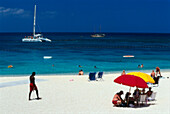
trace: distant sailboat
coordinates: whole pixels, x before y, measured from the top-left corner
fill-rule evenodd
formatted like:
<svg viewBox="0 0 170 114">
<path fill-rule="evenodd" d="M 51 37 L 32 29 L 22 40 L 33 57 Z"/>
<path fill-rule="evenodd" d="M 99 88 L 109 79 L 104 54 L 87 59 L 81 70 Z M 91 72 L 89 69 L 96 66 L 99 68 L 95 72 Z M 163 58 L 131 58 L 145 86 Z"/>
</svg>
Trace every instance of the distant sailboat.
<svg viewBox="0 0 170 114">
<path fill-rule="evenodd" d="M 101 34 L 101 25 L 100 25 L 100 34 L 93 34 L 91 37 L 99 38 L 99 37 L 105 37 L 105 34 Z"/>
<path fill-rule="evenodd" d="M 33 24 L 33 36 L 25 36 L 22 42 L 51 42 L 50 39 L 44 38 L 42 34 L 35 34 L 35 22 L 36 22 L 36 5 L 34 8 L 34 24 Z"/>
</svg>

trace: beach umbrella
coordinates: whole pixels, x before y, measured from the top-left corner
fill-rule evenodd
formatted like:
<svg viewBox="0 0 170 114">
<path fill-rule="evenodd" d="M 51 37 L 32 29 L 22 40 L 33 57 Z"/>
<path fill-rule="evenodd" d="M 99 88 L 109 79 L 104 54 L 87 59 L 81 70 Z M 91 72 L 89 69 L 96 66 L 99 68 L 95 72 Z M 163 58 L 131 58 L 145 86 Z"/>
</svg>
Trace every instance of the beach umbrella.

Written problem:
Lay out the data above as a numbered list with one line per entry, leaving out blank lines and the picture.

Reply to the task:
1. trace: distant sailboat
2. coordinates: whole pixels, x before y, measured from the top-left corner
3. fill-rule evenodd
4. formatted like:
5. <svg viewBox="0 0 170 114">
6. <path fill-rule="evenodd" d="M 51 37 L 32 29 L 22 40 L 33 57 Z"/>
7. <path fill-rule="evenodd" d="M 99 88 L 109 79 L 104 54 L 87 59 L 81 70 Z M 91 72 L 89 69 L 96 66 L 99 68 L 95 72 Z M 163 58 L 131 58 L 145 86 Z"/>
8. </svg>
9. Trace every instance of the distant sailboat.
10. <svg viewBox="0 0 170 114">
11. <path fill-rule="evenodd" d="M 101 34 L 101 25 L 100 25 L 100 34 L 93 34 L 91 37 L 99 38 L 99 37 L 105 37 L 105 34 Z"/>
12. <path fill-rule="evenodd" d="M 33 24 L 33 36 L 25 36 L 22 42 L 51 42 L 50 39 L 44 38 L 42 34 L 35 34 L 35 22 L 36 22 L 36 5 L 34 8 L 34 24 Z"/>
13. </svg>
14. trace: beach umbrella
15. coordinates: whole pixels, x before y, measured from the top-left corner
16. fill-rule evenodd
17. formatted like:
18. <svg viewBox="0 0 170 114">
19. <path fill-rule="evenodd" d="M 51 37 L 32 29 L 22 40 L 33 57 Z"/>
20. <path fill-rule="evenodd" d="M 99 88 L 109 79 L 104 54 L 87 59 L 81 70 Z M 91 72 L 89 69 L 96 66 L 99 68 L 95 72 Z M 163 58 L 131 58 L 145 86 Z"/>
21. </svg>
22. Trace every instance of the beach umbrella.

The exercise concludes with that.